(Collection entries)
--- --- ---

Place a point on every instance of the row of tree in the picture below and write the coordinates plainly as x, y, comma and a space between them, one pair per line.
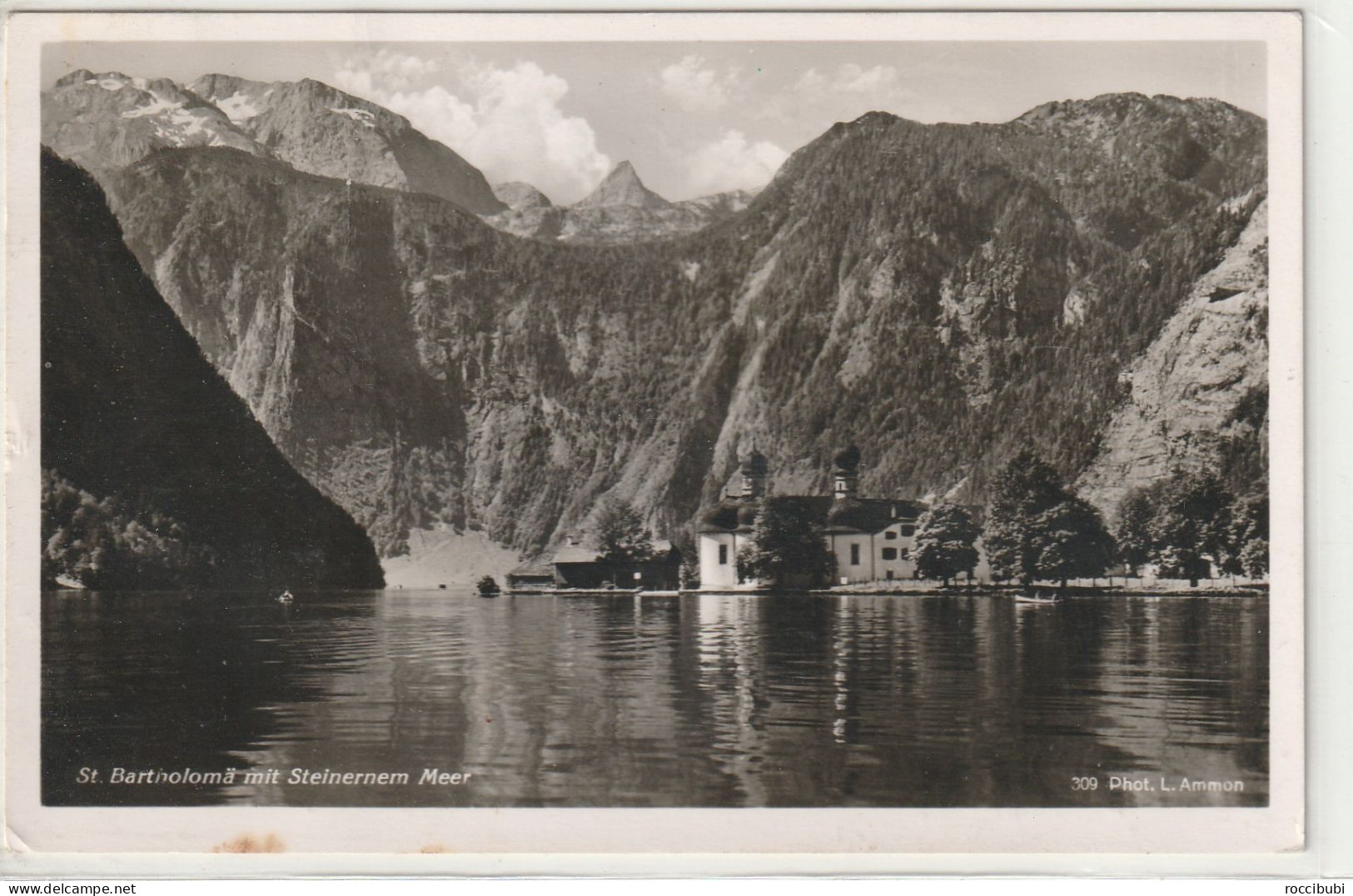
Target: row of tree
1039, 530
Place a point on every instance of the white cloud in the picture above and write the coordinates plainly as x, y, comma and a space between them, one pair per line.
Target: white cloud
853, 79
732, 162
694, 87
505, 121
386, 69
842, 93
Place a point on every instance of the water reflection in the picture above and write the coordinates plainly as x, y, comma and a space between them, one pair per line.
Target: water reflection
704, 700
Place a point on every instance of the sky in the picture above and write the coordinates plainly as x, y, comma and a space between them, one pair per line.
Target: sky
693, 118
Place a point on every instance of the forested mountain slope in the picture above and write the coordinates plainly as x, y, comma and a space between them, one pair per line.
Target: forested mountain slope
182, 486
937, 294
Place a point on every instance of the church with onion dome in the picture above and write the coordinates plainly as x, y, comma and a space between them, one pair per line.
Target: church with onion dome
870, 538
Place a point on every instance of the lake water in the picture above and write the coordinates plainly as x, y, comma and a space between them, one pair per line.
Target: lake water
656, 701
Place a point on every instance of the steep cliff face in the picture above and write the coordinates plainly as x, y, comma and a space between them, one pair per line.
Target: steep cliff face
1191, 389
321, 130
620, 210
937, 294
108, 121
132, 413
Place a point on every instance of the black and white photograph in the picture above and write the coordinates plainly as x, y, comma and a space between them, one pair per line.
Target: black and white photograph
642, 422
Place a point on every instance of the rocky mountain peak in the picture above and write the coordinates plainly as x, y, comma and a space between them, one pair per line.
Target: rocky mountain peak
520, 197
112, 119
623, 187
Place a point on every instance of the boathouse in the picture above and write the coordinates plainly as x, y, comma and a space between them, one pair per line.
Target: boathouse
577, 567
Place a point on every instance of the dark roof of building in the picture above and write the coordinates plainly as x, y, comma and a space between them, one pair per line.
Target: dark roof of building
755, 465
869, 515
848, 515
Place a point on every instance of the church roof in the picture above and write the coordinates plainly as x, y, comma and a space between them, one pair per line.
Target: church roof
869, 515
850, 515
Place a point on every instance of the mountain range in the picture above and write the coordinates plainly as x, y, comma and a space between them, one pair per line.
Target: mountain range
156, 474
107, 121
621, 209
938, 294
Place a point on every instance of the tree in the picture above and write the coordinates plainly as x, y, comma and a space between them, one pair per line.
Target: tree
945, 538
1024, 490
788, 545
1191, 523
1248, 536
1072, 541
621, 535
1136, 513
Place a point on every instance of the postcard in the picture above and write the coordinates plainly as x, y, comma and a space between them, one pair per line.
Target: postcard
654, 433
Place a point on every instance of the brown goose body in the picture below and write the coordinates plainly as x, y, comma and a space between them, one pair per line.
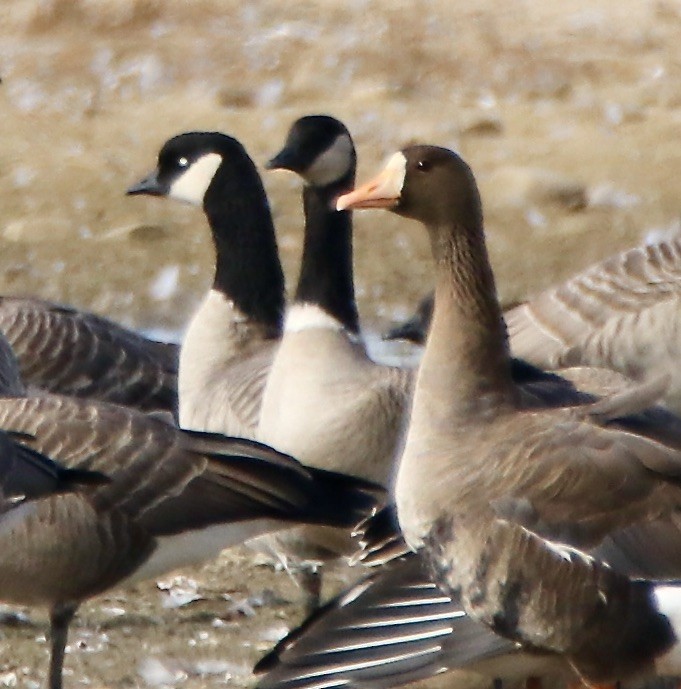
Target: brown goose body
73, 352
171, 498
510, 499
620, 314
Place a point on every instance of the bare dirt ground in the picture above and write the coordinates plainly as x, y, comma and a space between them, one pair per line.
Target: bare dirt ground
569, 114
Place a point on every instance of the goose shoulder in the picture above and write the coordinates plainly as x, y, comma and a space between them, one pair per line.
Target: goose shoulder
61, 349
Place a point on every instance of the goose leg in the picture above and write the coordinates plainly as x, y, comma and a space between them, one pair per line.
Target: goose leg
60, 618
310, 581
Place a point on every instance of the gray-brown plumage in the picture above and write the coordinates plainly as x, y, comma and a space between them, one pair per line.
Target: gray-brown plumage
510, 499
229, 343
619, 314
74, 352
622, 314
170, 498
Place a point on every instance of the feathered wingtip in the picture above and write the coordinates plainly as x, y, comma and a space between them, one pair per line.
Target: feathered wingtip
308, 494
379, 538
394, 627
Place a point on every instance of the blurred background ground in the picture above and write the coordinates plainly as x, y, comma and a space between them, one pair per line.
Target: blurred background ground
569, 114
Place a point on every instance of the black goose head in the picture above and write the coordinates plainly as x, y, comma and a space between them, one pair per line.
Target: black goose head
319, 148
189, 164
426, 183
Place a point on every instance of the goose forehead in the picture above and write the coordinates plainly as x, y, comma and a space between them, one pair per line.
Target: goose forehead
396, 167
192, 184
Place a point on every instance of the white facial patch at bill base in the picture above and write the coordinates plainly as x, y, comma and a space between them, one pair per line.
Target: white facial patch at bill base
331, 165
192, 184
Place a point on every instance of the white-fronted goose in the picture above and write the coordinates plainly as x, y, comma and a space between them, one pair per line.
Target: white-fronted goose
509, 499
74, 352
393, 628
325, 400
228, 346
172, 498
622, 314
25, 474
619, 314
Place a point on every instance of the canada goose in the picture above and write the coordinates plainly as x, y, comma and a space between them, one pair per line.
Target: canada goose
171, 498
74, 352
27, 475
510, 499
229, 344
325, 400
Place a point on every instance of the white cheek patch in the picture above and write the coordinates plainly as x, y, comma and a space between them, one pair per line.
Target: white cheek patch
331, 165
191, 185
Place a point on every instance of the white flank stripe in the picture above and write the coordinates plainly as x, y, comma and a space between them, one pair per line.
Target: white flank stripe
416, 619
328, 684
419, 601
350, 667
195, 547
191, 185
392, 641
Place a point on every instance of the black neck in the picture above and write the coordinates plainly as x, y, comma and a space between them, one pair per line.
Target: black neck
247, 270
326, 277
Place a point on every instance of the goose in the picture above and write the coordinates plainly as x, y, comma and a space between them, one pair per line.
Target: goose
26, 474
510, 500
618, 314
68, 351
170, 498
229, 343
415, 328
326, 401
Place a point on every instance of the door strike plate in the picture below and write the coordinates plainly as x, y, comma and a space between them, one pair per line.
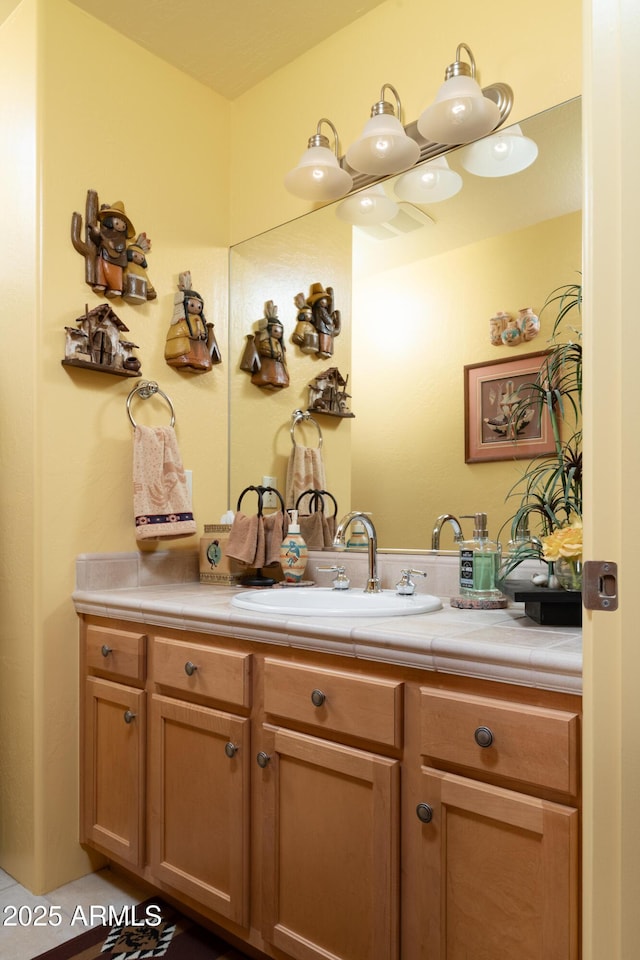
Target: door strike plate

--- --- ---

WHAT TO DO
Can you convert every one of the collection entries above into a numbered list, leaving out the pictures and any blank lines?

COMPLETED EXERCISE
1. Place a point on every instance of the row of tree in the picture below and write the coordinates plainly as x, y, comma and a space between them, one pair per line.
2. Target: row of tree
3. 1039, 530
4. Place a point on every instance of the white cloud in the picture above and write the coordinates plainly as x, y, comma and a space between them, one pair per line.
5. Target: white cloud
6. 853, 79
7. 732, 162
8. 694, 87
9. 505, 121
10. 386, 69
11. 842, 93
12. Place a point on every instance of the water reflection in the picture above and write the coordinates plainly as x, y, comma and a space between them, one pair per line.
13. Target: water reflection
14. 704, 700
15. Place a point on every instance of the sky in the picture above and write the coordinates plainly as x, y, comma and a space between them, one pair per line.
16. Target: sky
17. 693, 118
18. Place a point on every instance of the forested mountain slope in the picture above and write the coordinates plainly as x, y, comma and a space between them, one pair per line.
19. Target: forested mountain slope
20. 182, 486
21. 937, 294
22. Place a point on every instance of the church with onion dome in the picture above and write the coordinates plainly as x, y, comma and a space between them, one pair per line.
23. Target: church with onion dome
24. 870, 538
25. Place a point on every instance of the lake water in the picture above and write the coordinates plainly as x, y, comma and a space between them, one pair per line.
26. Target: lake water
27. 656, 701
28. Place a point on every instance of the steep cliff face in the picture above and write the coordinates plainly as x, y, comma and a space between them, one pair per line.
29. Target: steep cliff face
30. 1191, 389
31. 321, 130
32. 620, 210
33. 937, 294
34. 108, 121
35. 132, 413
36. Place a point on every instance of the black and white photograph in the picture above and write the coordinates plainly as x, y, comma and a space between them, one pair per line.
37. Target: black and white photograph
38. 642, 422
39. Place a point on every instance of the rocky mountain peak in the picture above and write the coordinates plainly as x, y, comma and a space between them, one pair per line.
40. Target: rocky mountain peak
41. 520, 197
42. 112, 119
43. 623, 187
44. Place a point on every instance of the boathouse in the picture above and write the coordinates plainly as x, y, comma and a space between them, one pair per line.
45. Target: boathouse
46. 577, 567
47. Place a point on every instance of the dark roof of building in the picture above and write the coordinates plainly as x, y, comma and a space between them, one pair per line.
48. Target: dark roof of building
49. 755, 465
50. 869, 515
51. 848, 515
52. Place a point on every instance of the church roof in the picture above and write the coordinates plainly as x, y, comma and a space between them, one pair per line.
53. Target: church roof
54. 869, 515
55. 850, 515
56. Place a point on every instance of the mountain range in the picture above and write the coordinates plainly as x, y, comma and a space between them, one pair per line.
57. Target: mountain range
58. 156, 474
59. 107, 121
60. 621, 209
61. 938, 294
62. Place a point on every instance of the tree in the picture above and write the coordinates plainly as x, y, comma and a space between them, one pair per line.
63. Target: tree
64. 945, 538
65. 1024, 490
66. 788, 545
67. 1191, 523
68. 1248, 536
69. 1072, 541
70. 621, 535
71. 1136, 513
72. Place a point on every instance of the postcard in the picture above and write the coordinates plainly as x, y, comma and a space between them, one pair per line.
73. Target: postcard
74. 654, 433
75. Place a point on every instance of the brown goose body in the picture below and write the coordinates plainly as x, y, comma and a space between them, one pair per line.
76. Target: brown goose body
77. 73, 352
78. 171, 498
79. 510, 499
80. 620, 314
81. Place a point on every instance of the bare dirt ground in the picture above and write the coordinates plainly as x, y, comma and a space between them, one pair per line.
82. Target: bare dirt ground
83. 569, 114
84. Place a point on every instance of the goose shoulder in the picture above and write the coordinates plainly as x, y, comma and a space between them, one pair per line.
85. Target: goose shoulder
86. 61, 349
87. Place a point on every instance of the goose leg in the picture above and write the coordinates plainly as x, y, comma and a space between them, one pair per line.
88. Target: goose leg
89. 60, 618
90. 310, 581
91. Place a point on every instance of the gray-brown plumage in the picture above and write the coordinates plainly as x, y, comma and a space between them, one pair per line.
92. Target: gray-brown plumage
93. 510, 499
94. 229, 343
95. 619, 314
96. 74, 352
97. 622, 314
98. 170, 498
99. Place a point on every instance of the feathered wingtip in the picture above and write the coordinates plainly as x, y, comma and a space between them, one pair per line.
100. Target: feathered wingtip
101. 308, 494
102. 379, 538
103. 394, 627
104. Place a point on every instance of the blurred background ground in the picture above and write the coordinates plainly as x, y, comma and a space between them, one pair per line.
105. Target: blurred background ground
106. 569, 114
107. Place a point on every instance of the black goose head in the picture above and write the coordinates plainly as x, y, comma and a space between them, one pair per line.
108. Target: black goose head
109. 319, 148
110. 189, 164
111. 426, 183
112. Place a point on every instance of the goose forehead in the picture above and write the coordinates plainly as x, y, comma and a space between them, one pair per line.
113. Target: goose forehead
114. 396, 167
115. 192, 184
116. Place a point on every instance of the white facial patch at bill base in the picture above and write the coordinates plainly as x, y, comma and a space between them, one pair per line.
117. Target: white facial patch at bill base
118. 331, 165
119. 192, 184
120. Place a point on every instance of the white-fronted goose in the picture above and write the coordinates plainly as x, y, comma and a space between them, one pair per line.
121. Target: white-fronted goose
122. 509, 499
123. 74, 352
124. 393, 628
125. 325, 400
126. 228, 346
127. 172, 498
128. 622, 314
129. 25, 474
130. 619, 314
131. Place a point on every instance of the canada goose in the picture above and write the coordinates plainly as x, y, comma and a space between them, one pair per line.
132. Target: canada goose
133. 171, 498
134. 74, 352
135. 27, 475
136. 510, 499
137. 229, 344
138. 325, 400
139. Place a point on every instance of the white cheek patch in the picture above and write the coordinates plainly as x, y, comma and a space between them, one pair per line.
140. Target: white cheek patch
141. 331, 165
142. 191, 185
143. Place a point on every instance of the white flank stripe in the picture above and write the coordinates plainly as x, y, comma and a space between them, one pair per line.
144. Target: white flank stripe
145. 416, 619
146. 328, 684
147. 419, 601
148. 350, 667
149. 195, 547
150. 191, 185
151. 392, 641
152. Place a point on every instance of the black neck in the picture above and write the coordinates plainly as x, y, comma and a space between them, one pair per line.
153. Target: black neck
154. 247, 270
155. 326, 277
156. Place a point on every instance of the goose in the picture above and write the coordinates plainly as x, y, comma and a space between them, one pair per line.
157. Target: goose
158. 26, 474
159. 510, 500
160. 618, 314
161. 68, 351
162. 170, 498
163. 229, 343
164. 415, 328
165. 326, 401
166. Place a point on every instance of the door strike plate in the picture below and write the coordinates plainly as x, y, comma and a space between them, one pair per line.
167. Target: door strike plate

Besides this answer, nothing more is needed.